>> BEGIN Data to use

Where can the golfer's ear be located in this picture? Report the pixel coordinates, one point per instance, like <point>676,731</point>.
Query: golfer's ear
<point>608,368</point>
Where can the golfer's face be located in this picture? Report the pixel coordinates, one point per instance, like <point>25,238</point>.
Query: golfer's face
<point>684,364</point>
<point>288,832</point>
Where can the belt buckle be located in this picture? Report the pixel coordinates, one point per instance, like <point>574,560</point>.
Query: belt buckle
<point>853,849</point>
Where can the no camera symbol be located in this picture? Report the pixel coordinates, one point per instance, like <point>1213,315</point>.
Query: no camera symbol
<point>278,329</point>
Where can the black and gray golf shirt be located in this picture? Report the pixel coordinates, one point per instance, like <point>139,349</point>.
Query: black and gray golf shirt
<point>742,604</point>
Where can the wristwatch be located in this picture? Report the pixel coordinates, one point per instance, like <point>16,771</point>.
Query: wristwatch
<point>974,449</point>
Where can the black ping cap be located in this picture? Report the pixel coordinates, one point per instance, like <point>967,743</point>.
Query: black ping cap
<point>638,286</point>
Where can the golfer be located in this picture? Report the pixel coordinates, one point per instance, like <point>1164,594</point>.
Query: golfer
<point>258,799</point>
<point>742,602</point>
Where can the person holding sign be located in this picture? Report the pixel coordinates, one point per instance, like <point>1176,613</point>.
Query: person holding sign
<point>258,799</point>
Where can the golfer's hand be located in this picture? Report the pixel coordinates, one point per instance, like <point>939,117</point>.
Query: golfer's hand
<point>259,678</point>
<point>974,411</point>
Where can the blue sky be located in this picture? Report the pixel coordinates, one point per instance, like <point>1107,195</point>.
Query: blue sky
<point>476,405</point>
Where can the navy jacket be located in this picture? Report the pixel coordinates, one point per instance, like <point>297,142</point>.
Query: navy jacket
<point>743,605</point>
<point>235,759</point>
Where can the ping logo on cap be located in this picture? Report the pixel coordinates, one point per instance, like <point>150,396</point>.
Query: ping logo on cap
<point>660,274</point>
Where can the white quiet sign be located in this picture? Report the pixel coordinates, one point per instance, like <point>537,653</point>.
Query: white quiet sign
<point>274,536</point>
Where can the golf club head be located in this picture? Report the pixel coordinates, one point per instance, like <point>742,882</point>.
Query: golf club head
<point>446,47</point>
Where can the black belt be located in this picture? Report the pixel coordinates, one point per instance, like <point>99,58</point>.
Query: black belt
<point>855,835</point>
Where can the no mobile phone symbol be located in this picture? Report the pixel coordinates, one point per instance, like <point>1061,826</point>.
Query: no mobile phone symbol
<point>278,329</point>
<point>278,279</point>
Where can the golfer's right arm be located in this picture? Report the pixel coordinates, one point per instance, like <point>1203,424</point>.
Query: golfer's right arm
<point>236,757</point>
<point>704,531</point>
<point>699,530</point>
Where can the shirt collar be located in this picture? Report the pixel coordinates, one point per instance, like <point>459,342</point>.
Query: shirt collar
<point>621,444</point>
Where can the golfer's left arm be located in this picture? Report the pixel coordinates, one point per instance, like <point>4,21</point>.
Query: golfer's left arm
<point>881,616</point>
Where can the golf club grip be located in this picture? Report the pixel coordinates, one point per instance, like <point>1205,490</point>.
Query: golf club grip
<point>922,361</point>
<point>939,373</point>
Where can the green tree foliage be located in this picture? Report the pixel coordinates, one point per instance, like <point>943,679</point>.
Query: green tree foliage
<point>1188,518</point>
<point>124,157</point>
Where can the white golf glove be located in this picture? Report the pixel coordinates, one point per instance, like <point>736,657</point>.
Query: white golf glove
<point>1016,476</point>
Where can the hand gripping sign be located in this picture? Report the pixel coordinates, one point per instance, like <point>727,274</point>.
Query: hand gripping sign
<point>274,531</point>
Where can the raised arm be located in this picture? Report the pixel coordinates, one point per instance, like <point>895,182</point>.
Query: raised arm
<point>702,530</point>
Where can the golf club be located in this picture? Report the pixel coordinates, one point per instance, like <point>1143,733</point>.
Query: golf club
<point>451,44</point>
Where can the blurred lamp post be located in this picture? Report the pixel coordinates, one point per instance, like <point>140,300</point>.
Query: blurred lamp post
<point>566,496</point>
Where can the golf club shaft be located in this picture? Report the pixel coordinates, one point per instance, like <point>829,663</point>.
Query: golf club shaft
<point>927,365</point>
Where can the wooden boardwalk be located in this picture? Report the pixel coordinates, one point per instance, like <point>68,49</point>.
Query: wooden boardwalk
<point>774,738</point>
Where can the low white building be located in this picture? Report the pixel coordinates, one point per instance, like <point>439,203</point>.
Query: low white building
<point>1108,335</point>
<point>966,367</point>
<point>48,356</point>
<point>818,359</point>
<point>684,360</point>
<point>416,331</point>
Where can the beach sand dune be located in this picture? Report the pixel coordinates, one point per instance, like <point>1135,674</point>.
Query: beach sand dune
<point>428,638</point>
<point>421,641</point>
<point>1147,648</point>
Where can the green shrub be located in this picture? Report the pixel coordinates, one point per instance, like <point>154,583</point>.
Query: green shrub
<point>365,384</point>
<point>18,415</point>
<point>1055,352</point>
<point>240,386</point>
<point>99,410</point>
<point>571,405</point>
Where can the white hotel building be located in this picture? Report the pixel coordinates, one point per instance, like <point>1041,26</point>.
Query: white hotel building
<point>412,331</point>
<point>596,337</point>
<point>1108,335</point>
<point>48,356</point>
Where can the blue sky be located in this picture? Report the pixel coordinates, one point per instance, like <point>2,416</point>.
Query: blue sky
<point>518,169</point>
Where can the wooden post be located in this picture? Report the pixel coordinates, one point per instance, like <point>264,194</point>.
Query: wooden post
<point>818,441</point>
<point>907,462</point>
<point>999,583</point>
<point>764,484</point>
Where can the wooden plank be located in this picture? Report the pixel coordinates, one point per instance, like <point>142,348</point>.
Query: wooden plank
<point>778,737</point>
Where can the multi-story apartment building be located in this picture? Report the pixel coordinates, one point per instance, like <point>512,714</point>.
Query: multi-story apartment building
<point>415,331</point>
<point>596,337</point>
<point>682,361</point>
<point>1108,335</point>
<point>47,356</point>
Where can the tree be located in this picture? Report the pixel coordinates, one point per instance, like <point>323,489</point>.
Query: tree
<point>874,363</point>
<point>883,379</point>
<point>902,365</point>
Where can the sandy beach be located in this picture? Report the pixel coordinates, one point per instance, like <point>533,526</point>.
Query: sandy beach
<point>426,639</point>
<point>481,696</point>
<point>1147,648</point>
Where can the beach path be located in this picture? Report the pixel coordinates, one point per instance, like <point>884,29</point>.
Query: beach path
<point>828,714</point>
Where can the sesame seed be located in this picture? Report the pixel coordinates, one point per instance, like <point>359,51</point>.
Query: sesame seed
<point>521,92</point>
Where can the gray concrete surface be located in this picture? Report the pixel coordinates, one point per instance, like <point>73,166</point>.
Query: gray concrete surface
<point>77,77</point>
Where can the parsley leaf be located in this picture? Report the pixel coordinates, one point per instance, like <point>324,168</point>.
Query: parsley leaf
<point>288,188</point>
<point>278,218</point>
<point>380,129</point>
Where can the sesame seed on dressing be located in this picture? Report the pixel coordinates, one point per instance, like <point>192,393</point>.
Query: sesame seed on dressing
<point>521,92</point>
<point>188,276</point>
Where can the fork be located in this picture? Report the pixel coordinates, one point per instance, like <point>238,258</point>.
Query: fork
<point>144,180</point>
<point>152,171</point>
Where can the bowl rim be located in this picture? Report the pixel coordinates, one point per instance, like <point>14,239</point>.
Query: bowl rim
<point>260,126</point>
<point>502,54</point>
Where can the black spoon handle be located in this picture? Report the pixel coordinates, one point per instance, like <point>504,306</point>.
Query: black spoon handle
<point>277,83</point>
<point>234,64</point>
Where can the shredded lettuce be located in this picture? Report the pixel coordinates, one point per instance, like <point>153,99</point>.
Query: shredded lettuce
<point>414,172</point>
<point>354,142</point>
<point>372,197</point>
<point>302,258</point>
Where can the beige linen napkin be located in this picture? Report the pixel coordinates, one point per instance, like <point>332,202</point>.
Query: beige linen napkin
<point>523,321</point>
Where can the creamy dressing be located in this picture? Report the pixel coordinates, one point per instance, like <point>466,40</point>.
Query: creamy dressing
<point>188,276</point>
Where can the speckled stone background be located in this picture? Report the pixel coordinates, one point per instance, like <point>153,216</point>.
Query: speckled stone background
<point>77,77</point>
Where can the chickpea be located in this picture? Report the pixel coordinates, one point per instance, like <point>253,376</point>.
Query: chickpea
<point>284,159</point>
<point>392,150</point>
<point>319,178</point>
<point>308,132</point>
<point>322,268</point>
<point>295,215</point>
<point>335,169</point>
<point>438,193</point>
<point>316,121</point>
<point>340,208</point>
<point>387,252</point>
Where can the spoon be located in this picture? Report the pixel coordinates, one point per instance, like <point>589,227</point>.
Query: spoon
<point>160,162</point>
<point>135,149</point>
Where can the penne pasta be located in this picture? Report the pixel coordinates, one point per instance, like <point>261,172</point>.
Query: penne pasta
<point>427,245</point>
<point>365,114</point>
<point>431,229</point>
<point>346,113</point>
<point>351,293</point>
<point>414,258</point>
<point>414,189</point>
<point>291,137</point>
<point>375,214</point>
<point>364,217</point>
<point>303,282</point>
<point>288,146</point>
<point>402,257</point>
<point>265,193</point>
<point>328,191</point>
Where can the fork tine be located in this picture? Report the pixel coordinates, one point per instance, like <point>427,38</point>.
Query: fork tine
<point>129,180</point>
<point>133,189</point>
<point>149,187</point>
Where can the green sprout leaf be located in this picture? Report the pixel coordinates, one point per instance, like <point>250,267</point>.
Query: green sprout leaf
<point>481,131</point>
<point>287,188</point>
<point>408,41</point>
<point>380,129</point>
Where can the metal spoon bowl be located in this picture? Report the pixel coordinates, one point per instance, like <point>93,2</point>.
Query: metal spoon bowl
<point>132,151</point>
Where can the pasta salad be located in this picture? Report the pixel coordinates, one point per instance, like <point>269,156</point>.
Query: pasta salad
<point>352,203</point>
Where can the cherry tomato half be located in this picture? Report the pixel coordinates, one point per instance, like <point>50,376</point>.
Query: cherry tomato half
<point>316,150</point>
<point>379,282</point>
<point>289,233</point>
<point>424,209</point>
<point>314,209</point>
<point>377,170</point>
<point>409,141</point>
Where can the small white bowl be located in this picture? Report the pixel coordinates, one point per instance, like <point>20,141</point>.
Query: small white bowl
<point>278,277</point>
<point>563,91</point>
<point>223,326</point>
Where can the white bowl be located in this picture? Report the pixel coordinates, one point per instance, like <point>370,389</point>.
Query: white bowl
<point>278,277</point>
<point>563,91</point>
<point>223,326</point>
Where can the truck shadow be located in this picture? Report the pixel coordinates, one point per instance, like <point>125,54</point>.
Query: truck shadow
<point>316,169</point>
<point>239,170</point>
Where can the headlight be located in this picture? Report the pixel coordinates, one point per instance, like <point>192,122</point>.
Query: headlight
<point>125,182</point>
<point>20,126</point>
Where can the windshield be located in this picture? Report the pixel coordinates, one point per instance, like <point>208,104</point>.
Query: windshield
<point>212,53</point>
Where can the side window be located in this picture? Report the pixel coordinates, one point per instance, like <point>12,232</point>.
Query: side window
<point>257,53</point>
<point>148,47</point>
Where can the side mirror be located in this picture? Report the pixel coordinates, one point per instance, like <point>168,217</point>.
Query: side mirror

>> END Data to use

# Your task:
Retype the items above verbatim, from the line containing "Where can the metal" through the last line of the items.

# The response:
Where can the metal spoon bowl be located in this picture? Report the pixel coordinates, one point per instance, like <point>93,2</point>.
Query: metal spoon bowl
<point>132,151</point>
Where can the pasta salad be located in this picture? Report the pixel coordinates, one point per instance, like <point>269,156</point>.
Query: pasta salad
<point>352,203</point>
Where can the cherry tomato half be located in this picture? Report the pixel coordinates, one point per instance, like <point>50,376</point>.
Query: cherry tomato half
<point>316,150</point>
<point>379,282</point>
<point>289,233</point>
<point>424,209</point>
<point>314,209</point>
<point>377,170</point>
<point>409,141</point>
Where can the small white bowl be located in this picture? Report the pixel coordinates, one point per instance, like <point>20,141</point>.
Query: small white bowl
<point>278,277</point>
<point>563,91</point>
<point>223,326</point>
Where can the white bowl be located in this picture? Report the pixel coordinates, one point per instance, like <point>370,389</point>.
Query: white bowl
<point>278,277</point>
<point>563,91</point>
<point>223,326</point>
Where can the truck shadow be located in this picture? Report the pixel coordinates, one point per instance, like <point>125,54</point>.
Query: truck shadow
<point>316,169</point>
<point>239,170</point>
Where can the headlight be located in this picture? Report the pixel coordinates, one point per instance, like <point>192,122</point>.
Query: headlight
<point>125,182</point>
<point>20,126</point>
Where can the windshield be located in this picture? Report the pixel coordinates, one point per instance, like <point>208,104</point>.
Query: windshield
<point>212,53</point>
Where can the side window be located in this picture? Report the pixel coordinates, one point per instance, like <point>12,232</point>.
Query: side window
<point>257,53</point>
<point>148,47</point>
Where can the side mirror be located in this picture? Report the pixel coordinates, one point per instance, like <point>168,217</point>.
Query: side mirror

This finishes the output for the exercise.